- What is expected
When you restate the entries that follow, keep every word exactly and drop the pictures.

- Dataset records

=== Begin Enclosure ===

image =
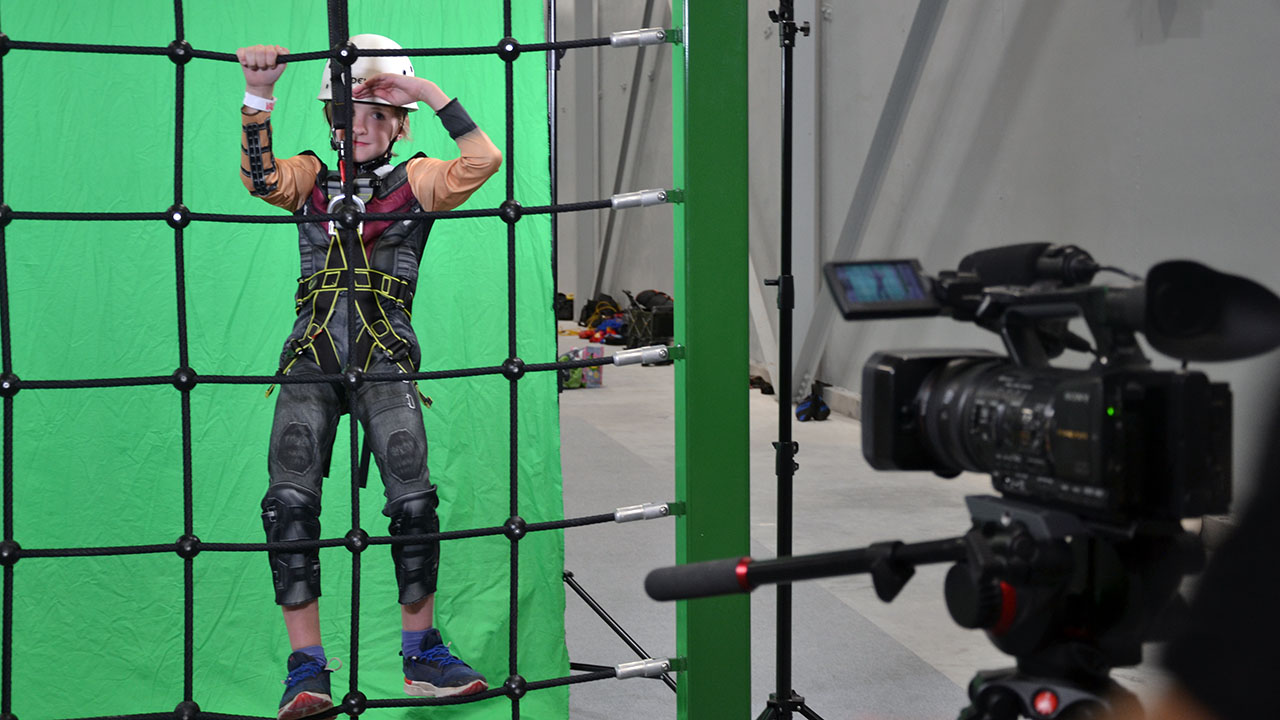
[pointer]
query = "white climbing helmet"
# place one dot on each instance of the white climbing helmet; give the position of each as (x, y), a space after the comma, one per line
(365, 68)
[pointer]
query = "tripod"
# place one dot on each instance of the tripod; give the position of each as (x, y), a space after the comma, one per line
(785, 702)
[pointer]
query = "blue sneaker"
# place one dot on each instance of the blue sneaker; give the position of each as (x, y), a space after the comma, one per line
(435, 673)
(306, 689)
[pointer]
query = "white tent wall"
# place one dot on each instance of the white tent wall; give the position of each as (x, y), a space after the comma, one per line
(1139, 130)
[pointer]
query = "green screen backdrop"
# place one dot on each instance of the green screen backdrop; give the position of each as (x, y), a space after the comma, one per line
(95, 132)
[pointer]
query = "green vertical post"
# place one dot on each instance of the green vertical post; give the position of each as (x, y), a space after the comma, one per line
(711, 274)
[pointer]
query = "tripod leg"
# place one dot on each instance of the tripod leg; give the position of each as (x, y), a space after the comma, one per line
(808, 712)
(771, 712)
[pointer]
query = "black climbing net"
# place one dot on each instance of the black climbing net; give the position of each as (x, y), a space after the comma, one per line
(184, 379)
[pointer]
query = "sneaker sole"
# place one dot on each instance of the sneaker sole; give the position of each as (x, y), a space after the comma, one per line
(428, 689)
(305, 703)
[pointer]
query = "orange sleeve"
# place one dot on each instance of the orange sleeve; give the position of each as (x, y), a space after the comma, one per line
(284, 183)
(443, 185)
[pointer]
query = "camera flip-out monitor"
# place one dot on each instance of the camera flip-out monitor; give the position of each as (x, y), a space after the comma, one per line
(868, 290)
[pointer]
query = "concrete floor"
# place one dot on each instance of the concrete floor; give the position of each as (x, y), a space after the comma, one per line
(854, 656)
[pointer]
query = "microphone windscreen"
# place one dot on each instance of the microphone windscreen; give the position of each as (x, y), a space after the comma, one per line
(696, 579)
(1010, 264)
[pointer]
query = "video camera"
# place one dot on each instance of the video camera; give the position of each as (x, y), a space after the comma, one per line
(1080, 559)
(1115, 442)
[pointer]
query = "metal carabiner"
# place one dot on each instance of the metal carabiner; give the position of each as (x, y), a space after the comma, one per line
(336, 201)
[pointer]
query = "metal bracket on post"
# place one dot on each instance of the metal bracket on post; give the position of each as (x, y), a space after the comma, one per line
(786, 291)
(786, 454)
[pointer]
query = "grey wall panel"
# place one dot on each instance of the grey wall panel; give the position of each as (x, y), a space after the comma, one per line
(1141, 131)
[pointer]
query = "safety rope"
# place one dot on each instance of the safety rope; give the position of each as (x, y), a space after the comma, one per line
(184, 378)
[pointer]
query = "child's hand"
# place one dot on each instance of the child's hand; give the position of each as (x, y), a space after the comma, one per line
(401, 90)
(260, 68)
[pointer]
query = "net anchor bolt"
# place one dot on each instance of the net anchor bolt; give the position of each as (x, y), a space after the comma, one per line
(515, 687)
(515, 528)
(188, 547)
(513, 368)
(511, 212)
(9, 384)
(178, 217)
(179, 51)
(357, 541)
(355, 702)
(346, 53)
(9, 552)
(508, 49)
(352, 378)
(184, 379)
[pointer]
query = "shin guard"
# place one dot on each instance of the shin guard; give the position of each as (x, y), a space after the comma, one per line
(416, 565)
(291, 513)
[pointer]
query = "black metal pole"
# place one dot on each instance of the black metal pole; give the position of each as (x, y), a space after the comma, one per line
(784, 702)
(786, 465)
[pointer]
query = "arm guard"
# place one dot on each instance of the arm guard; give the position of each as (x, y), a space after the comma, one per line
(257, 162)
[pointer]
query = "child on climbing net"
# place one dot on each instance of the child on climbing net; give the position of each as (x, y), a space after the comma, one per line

=== End Enclosure ===

- Task result
image =
[pointer]
query = "white climbing helmet"
# place one dot on each instance of the white climbing helmet; give the position of each as (x, y), a space after the comma, one per line
(365, 68)
[pointer]
query = "tripod"
# place one dot on each instance of the tripod; give the position of each as (x, y), a space after the comma, one per line
(785, 702)
[pointer]
query = "blue sneaker"
# place one dot on each instance of the blue sneaker; give the position of each as (x, y), a space after the comma, one per line
(435, 673)
(306, 689)
[pointer]
query = "white tent wall"
# place one dot on each instance of the white tent wall; give the position of each as (x, y), a space after the comma, one per line
(1139, 130)
[pointer]
query = "green screen backdrop"
# place one dot on each instance of the green screen backdrop; give the position of each as (x, y), a space after the comma, one per line
(95, 132)
[pointer]
query = "green vertical post"
# place one dot on each instance of the green vertical post; give the position of each as (x, y), a space after the comma, one per line
(711, 274)
[pointer]
query = "tripod leg"
# place one dot on each instance of the tripod leg; give the position of each as (x, y), a space after the comma, one per line
(808, 712)
(771, 712)
[pointer]
query = "black climbing net"
# place one dot on each instance of the black climbing net; give the position of each as (x, y), a space after the comma, one per line
(184, 379)
[pointer]
query = "sneaker sole"
# place one dot on each instance of the sneaker sole; give the position of each as (x, y), a space after the comma, one per line
(428, 689)
(305, 703)
[pointer]
query = "orange sleeve"
# place one dot on each instance of the orange sleeve; give the position of each as (x, y), a space after the comma, one per line
(284, 183)
(443, 185)
[pointer]
query = "camera flip-out monitor"
# place one dot on each instance of the camera flip-out monitor; give the position of each as (x, y), a space after the comma, one per line
(868, 290)
[pointer]
query = "concrete floor"
# place one dot on each instance of the concrete floor; give the position of each as (x, y), a space after the comma, one per line
(854, 656)
[pointer]
query = "microphone windscreen"
# place one dot on each instance of the microphone windscreen; give the position of each as (x, y), a space after the comma, one per line
(696, 579)
(1010, 264)
[pointer]
query = "video camera"
# place one dot on each instance of the video camera; give the position of each as (x, y), a space after the comma, one per line
(1080, 559)
(1115, 442)
[pointer]
query = "metal carabiner"
# place one dot on each instance of the metal carabiner; give the position of each as (x, y), a space after the comma, one per line
(336, 201)
[pointer]
query = "metal bracket on post"
# place one dot on each instance of the metal bracket on post; give the position of each as (x, y), a space after the comma, one per line
(786, 291)
(786, 454)
[pointer]
query = "grey wall panel"
# place one dot on each instance of the grey wall panel; give the position of each as (x, y), a space after the comma, one per line
(1141, 131)
[pointer]
query = "safety rope"
# place one dot on each instance of the safety rope; give the position of each as (x, y), a space after the comma, one per line
(184, 378)
[pointer]
query = "child's hand"
# place one dot on each instance of the child's hand; give the position of each as (x, y), a space after the comma, one per line
(401, 90)
(260, 68)
[pointer]
query = "net anchor bolt"
# place one dot on each instance of the net anchor bolt; give the position of each as (x, y), a space after the comma, one per line
(515, 687)
(515, 528)
(188, 547)
(513, 368)
(511, 212)
(9, 384)
(178, 217)
(179, 51)
(357, 541)
(355, 702)
(346, 53)
(9, 552)
(508, 49)
(352, 378)
(184, 379)
[pointer]
query = "shin guard"
# place one dot on each instance of the shin guard; give the position of each as (x, y), a space after the comma, one per line
(416, 565)
(291, 513)
[pointer]
query = "black metal pole"
# place one dot on each instance of the black metal pole; give the position of each as (x, y), a space after the comma, one per line
(784, 702)
(786, 465)
[pointer]
query = "arm guard"
# place one dot on each instance of the arm guard; give the position of each as (x, y), a space after the comma, one per line
(257, 162)
[pointer]
query = "child on climbing net"
# place one dot on each instance of the child on climbing net; give the position of each as (x, y), a space after the comma, one per line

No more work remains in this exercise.